◆ **Goal**: Scale a portion of the material below: begin at the line that contains "Identify every canada" and stop after the line that contains "left=333, top=128, right=346, bottom=144", rewriting every line in that span and leaving any line without coordinates unchanged. Multiply each box coordinate by 1.55 and round it to a whole number, rounding halves up.

◆ **Entries supplied**:
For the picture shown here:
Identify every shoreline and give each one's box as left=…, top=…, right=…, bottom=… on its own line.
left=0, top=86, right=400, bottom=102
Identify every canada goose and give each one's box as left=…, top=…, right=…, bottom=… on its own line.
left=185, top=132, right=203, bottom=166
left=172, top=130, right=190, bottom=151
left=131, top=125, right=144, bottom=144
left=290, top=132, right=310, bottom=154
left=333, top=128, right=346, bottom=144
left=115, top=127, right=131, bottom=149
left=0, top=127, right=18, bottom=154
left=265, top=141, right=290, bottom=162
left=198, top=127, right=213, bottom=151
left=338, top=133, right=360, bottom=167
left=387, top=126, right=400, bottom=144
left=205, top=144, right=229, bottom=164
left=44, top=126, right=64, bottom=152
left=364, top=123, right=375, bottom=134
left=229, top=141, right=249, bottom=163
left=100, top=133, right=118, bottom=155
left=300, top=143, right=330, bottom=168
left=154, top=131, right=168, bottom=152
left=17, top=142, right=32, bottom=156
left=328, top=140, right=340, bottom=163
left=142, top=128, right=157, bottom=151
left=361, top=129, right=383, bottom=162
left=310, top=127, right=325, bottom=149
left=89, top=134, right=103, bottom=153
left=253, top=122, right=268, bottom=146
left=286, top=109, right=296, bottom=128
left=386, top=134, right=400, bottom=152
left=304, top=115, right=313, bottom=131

◆ **Worked solution**:
Identify every canada goose and give each one's box as left=…, top=…, right=…, bottom=… on its own line.
left=287, top=205, right=315, bottom=257
left=267, top=202, right=295, bottom=234
left=203, top=194, right=223, bottom=223
left=450, top=205, right=481, bottom=239
left=516, top=198, right=536, bottom=223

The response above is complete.